What you are asked to do - Below, some lines carry pictures; leave those pictures out and retype exactly the lines from the one with "Task: point out the black spotlight" through the one with "Task: point out the bus rear window".

______________________________

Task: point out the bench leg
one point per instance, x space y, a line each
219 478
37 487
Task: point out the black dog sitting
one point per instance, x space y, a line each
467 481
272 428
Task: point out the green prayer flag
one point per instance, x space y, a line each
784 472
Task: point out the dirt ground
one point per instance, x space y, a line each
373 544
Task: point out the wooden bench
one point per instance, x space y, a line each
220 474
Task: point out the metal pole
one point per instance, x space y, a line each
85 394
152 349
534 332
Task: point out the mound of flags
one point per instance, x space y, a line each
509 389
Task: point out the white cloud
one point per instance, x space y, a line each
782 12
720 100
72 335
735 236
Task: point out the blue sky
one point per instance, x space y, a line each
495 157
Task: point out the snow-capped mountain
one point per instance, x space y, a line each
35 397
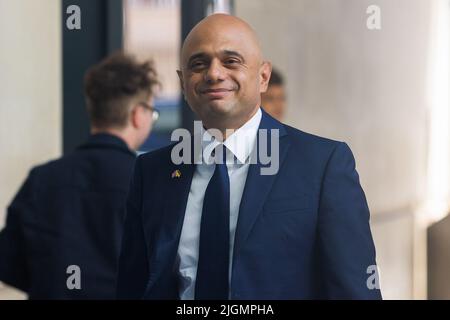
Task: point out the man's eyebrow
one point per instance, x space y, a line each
201 55
233 53
196 56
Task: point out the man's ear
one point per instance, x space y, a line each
180 77
265 73
135 116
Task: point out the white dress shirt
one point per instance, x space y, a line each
240 143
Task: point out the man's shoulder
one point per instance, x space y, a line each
158 156
311 141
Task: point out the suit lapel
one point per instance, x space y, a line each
177 187
257 186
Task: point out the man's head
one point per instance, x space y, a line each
119 94
274 99
223 72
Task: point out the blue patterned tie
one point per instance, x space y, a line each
212 269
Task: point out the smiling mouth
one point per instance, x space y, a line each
216 93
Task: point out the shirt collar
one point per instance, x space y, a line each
240 143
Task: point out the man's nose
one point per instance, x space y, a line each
215 72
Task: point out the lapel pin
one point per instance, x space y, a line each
176 174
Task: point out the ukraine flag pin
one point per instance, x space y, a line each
176 174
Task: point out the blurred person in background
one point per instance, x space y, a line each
68 215
274 99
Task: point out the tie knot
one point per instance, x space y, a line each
219 154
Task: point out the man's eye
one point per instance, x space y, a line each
231 61
197 64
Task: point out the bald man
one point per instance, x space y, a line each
217 225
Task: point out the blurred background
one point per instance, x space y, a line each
383 90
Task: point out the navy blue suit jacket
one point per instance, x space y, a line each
69 212
301 234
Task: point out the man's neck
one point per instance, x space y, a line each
121 134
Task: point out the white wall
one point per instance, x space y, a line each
30 91
367 88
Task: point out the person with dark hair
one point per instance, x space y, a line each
273 100
64 227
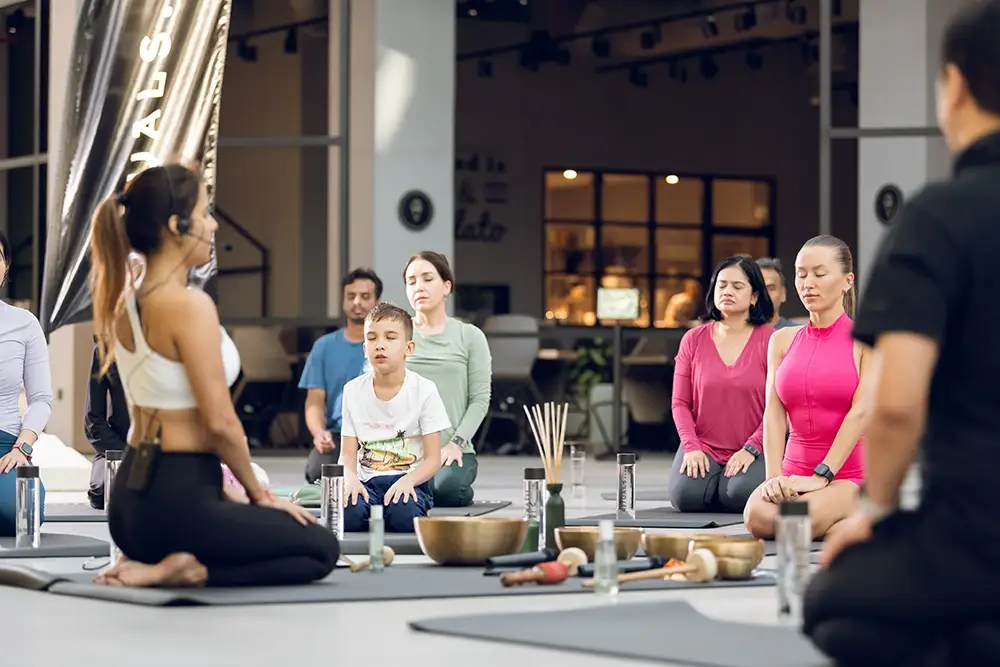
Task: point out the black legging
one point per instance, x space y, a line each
183 510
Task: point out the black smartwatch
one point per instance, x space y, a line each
823 470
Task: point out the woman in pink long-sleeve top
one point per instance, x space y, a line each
718 397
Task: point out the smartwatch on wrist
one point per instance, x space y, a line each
823 470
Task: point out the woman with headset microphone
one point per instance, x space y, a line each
169 515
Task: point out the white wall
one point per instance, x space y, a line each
741 123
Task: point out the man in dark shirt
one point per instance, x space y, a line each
106 431
917 587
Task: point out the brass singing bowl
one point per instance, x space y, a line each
627 540
674 545
678 545
469 540
735 569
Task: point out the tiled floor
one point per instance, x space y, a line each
48 630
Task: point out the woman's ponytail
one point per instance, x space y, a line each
108 269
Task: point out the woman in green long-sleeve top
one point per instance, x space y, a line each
455 356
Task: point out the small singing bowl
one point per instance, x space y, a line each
746 548
735 569
674 545
627 540
464 540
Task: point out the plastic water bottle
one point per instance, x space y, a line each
794 541
626 487
28 508
332 511
376 539
606 560
112 461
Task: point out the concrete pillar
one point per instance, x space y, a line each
402 137
70 347
900 49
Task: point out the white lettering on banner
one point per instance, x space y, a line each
152 49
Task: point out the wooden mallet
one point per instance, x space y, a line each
700 567
553 572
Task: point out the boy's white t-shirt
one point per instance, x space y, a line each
390 433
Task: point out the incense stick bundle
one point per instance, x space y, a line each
548 426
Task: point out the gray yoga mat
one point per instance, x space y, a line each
477 508
84 513
397 582
56 545
653 495
663 517
661 632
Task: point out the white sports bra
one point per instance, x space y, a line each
150 380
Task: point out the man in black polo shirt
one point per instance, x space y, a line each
916 587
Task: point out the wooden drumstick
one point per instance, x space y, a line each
700 567
549 573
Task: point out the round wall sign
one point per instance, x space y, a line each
888 201
416 210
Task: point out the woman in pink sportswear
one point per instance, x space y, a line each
819 387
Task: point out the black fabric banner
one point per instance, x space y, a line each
144 87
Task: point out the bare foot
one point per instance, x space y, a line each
176 570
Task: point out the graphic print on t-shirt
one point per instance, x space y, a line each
387 455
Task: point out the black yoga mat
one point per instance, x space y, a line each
654 495
56 545
397 582
84 513
661 632
477 508
663 517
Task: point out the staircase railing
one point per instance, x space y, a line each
263 268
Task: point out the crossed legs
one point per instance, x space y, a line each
827 506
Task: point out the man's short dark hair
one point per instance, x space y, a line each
762 310
362 274
971 45
772 264
383 310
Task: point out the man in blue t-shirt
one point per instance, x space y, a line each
336 359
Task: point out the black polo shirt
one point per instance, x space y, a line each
937 273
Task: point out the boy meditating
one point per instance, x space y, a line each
391 433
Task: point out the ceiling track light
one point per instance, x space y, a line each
650 38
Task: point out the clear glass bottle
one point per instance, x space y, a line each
606 560
28 508
534 496
331 515
376 538
793 533
112 461
626 486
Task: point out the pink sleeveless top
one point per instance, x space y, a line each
816 381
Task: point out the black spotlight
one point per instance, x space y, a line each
638 78
601 47
247 52
292 41
708 67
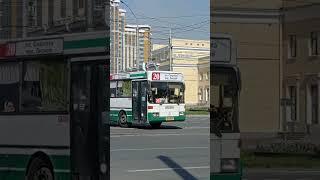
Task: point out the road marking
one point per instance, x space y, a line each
284 171
191 127
196 127
168 169
153 135
148 149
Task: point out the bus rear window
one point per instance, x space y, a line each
9 87
44 86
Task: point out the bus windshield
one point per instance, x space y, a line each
166 93
224 94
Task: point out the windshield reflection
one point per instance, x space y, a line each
166 93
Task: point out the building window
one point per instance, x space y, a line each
314 104
207 95
200 94
292 46
314 44
81 3
293 98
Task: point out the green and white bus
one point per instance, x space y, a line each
54 107
146 97
224 111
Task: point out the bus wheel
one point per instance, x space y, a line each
155 125
39 170
123 120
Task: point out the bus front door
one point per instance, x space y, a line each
139 101
89 132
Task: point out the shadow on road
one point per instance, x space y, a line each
184 174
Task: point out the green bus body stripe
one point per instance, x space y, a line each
138 75
15 168
86 43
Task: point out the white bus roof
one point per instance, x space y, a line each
150 75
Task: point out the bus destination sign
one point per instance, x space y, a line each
39 47
166 76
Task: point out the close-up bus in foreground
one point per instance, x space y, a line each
54 107
147 97
224 110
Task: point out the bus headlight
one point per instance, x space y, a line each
229 165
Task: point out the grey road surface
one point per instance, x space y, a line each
284 174
175 151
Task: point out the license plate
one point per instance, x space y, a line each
170 118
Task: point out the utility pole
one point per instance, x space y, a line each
170 50
89 14
24 18
137 41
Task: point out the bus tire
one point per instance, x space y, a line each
39 169
155 125
123 120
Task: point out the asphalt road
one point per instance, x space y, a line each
283 174
175 151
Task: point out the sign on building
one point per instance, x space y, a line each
39 47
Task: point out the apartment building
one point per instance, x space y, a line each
22 18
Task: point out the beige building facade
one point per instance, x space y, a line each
255 27
301 83
185 59
204 81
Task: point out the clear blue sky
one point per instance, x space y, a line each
188 18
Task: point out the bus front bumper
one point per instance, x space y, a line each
156 119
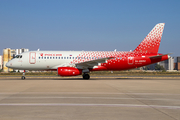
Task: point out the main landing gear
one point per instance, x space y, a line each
86 76
23 77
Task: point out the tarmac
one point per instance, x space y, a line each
100 98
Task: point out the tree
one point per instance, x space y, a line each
159 67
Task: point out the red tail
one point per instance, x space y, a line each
152 41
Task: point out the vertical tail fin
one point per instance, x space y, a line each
151 42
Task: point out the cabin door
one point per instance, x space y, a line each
32 57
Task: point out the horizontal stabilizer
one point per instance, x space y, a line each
160 55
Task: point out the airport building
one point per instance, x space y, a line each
8 54
177 64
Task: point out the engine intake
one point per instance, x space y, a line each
68 71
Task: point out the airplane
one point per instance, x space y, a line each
73 63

______________________________

Exercise result -
Task: point out the black spotlight
one point per instance, x space y, a line each
638 78
601 47
247 52
292 41
708 67
Task: point out the road marking
one point per instance, x space y, a line each
284 171
191 127
196 127
168 169
153 135
148 149
Task: point out the bus rear window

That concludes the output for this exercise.